### [REQUIREMENTS]
Change "even-odd rule" to "nonzero winding rule" in the records starting at the line that contains "Target: grass field" and ending at the end of the records, and reproduce only those lines with everything else unchanged.

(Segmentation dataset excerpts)
---
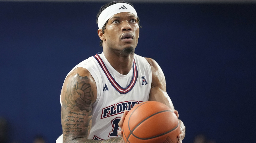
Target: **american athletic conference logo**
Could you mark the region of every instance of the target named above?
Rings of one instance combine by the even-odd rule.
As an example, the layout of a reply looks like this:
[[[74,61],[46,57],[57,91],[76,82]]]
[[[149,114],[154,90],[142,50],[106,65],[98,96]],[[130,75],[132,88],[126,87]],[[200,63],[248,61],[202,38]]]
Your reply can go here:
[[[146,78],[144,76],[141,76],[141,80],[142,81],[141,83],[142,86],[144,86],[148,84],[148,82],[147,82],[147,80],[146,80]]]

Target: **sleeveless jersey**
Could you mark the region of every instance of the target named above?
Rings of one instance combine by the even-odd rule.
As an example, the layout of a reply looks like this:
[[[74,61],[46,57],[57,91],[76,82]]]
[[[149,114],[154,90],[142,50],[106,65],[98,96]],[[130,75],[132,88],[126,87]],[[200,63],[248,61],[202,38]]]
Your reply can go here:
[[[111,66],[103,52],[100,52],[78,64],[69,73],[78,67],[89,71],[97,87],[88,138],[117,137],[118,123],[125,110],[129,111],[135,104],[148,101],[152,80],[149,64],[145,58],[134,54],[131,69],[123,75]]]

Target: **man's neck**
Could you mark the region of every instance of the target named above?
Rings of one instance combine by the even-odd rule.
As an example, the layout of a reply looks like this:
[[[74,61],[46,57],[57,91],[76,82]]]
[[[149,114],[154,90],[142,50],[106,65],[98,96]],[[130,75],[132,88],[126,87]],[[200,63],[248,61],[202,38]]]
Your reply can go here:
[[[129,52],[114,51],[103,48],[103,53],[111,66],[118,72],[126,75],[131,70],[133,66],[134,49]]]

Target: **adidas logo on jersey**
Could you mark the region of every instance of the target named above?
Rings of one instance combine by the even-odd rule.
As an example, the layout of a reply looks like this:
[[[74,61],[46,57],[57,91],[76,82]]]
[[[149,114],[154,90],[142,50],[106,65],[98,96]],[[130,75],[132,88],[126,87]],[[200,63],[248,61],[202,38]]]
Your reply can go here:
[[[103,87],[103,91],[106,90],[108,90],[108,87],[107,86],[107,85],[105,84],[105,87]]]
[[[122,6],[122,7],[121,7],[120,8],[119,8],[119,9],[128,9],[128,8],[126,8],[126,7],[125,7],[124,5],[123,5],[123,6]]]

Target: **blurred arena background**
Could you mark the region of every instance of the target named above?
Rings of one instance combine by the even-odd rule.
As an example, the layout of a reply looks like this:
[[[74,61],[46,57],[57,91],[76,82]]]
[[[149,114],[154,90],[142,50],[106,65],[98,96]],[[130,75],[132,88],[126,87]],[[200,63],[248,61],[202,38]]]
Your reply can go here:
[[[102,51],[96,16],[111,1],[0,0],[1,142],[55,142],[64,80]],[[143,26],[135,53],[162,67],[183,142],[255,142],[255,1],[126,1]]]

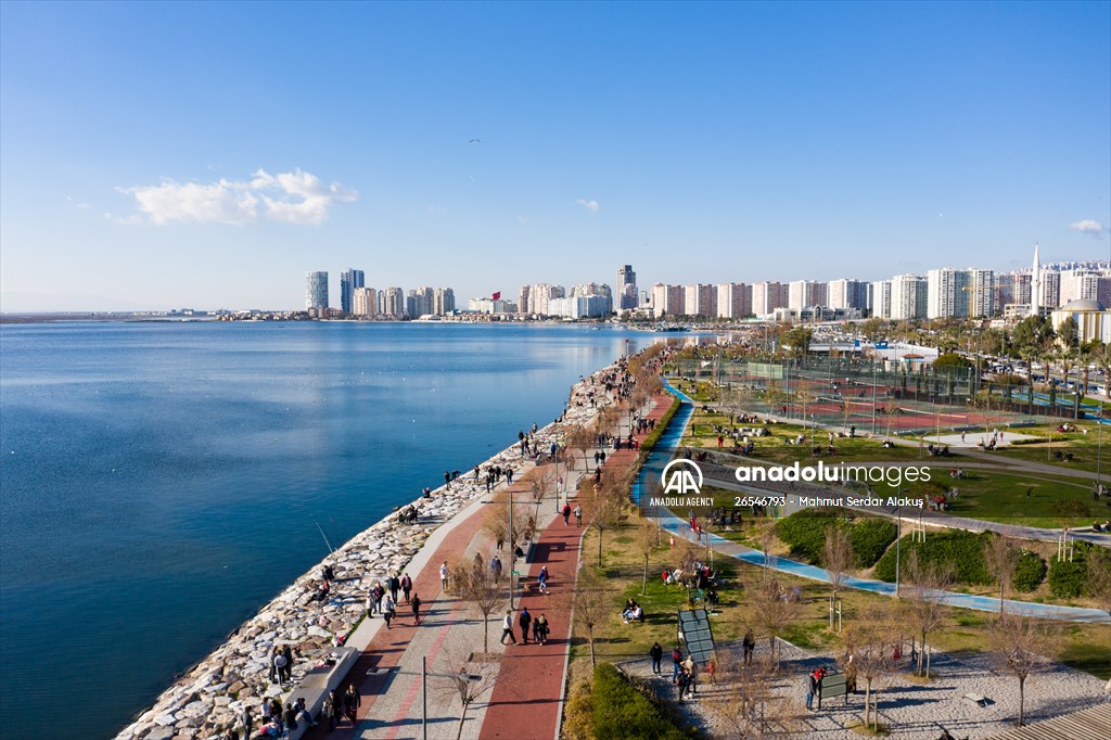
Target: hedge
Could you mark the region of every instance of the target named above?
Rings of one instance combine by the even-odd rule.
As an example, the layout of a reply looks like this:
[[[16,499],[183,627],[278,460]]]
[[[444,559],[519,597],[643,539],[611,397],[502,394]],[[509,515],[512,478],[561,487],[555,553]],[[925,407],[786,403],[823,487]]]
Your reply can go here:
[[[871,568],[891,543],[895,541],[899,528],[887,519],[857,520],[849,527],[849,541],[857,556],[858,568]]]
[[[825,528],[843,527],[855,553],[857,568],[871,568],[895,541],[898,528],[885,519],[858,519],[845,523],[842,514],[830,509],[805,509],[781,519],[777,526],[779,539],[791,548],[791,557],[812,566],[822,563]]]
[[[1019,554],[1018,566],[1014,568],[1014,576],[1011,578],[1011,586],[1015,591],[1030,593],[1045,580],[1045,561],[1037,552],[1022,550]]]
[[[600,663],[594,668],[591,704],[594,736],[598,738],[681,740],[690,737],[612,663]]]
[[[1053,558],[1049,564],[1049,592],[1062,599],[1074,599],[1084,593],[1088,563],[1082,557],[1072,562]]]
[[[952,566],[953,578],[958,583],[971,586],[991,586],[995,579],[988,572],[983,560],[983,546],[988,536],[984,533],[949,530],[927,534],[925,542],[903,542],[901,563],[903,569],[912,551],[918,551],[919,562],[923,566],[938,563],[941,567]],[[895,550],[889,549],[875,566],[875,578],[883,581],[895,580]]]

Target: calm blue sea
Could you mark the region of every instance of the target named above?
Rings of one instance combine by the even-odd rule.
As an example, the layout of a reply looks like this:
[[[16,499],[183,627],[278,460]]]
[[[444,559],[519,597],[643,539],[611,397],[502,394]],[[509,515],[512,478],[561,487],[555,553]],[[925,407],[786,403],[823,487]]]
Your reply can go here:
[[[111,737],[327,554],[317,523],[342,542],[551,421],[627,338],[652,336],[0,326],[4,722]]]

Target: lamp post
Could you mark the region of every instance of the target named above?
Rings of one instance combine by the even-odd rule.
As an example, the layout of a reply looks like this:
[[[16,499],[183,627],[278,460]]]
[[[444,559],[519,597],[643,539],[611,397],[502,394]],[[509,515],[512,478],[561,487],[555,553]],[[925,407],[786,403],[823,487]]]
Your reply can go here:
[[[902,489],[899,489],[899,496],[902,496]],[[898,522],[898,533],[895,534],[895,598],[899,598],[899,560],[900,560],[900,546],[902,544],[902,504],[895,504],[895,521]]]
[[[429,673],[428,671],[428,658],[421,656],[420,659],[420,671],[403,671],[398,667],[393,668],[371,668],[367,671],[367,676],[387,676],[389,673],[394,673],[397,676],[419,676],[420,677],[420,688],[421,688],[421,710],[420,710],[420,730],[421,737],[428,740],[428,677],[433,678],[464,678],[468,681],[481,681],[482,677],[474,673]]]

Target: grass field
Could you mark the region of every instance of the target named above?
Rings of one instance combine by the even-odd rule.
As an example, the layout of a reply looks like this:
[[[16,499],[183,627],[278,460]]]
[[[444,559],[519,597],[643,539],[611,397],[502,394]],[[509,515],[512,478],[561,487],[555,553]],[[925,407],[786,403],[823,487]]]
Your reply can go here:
---
### [SOLVED EXERCISE]
Target: grass field
Could you mark the region of every instance of the target named above?
Rings of one instance combine by the nonzero winding rule.
As an example, the layout of a reply looks like this:
[[[16,499],[183,627],[278,460]]]
[[[444,559],[519,597],[643,539],[611,397],[502,394]],[[509,515],[512,478],[561,487],[555,553]],[[925,407],[786,403],[823,487]]]
Your reply can go here:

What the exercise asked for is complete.